Work required
Give all of the records again. Match them exactly.

Supplied entries
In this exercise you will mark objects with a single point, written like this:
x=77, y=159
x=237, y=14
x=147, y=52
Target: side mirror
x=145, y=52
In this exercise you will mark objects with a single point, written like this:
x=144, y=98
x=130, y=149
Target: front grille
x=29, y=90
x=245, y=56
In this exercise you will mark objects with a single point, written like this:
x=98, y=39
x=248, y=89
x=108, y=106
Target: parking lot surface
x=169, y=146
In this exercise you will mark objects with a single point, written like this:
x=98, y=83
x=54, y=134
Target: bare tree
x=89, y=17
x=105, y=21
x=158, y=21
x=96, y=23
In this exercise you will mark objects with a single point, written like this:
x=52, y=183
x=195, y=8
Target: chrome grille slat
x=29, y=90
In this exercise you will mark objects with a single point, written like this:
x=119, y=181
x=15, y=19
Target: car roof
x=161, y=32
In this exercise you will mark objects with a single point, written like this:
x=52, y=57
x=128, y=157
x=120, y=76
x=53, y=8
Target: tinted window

Solution to this exercise
In this exercise you will mark objects with a single point, written like this:
x=77, y=159
x=237, y=14
x=147, y=52
Target: side mirror
x=145, y=52
In this exercise you will mark objects with a single point, written like this:
x=144, y=98
x=130, y=149
Target: front grille
x=29, y=90
x=245, y=56
In this exercise you will mark objects with a single point, written like this:
x=98, y=39
x=248, y=89
x=108, y=106
Target: parking lot surface
x=169, y=146
In this exercise you will mark objects with a single point, written like this:
x=98, y=83
x=54, y=134
Target: bare tree
x=89, y=17
x=105, y=21
x=158, y=21
x=96, y=23
In this exercise you will mark objects with a single point, written like this:
x=52, y=183
x=195, y=8
Target: chrome grille slat
x=29, y=90
In this exercise you will mark objects with a single point, written like this:
x=119, y=181
x=15, y=19
Target: car roof
x=161, y=32
In this exercise you will mark objects with a single point, written like this:
x=52, y=57
x=128, y=157
x=120, y=76
x=53, y=8
Target: tinted window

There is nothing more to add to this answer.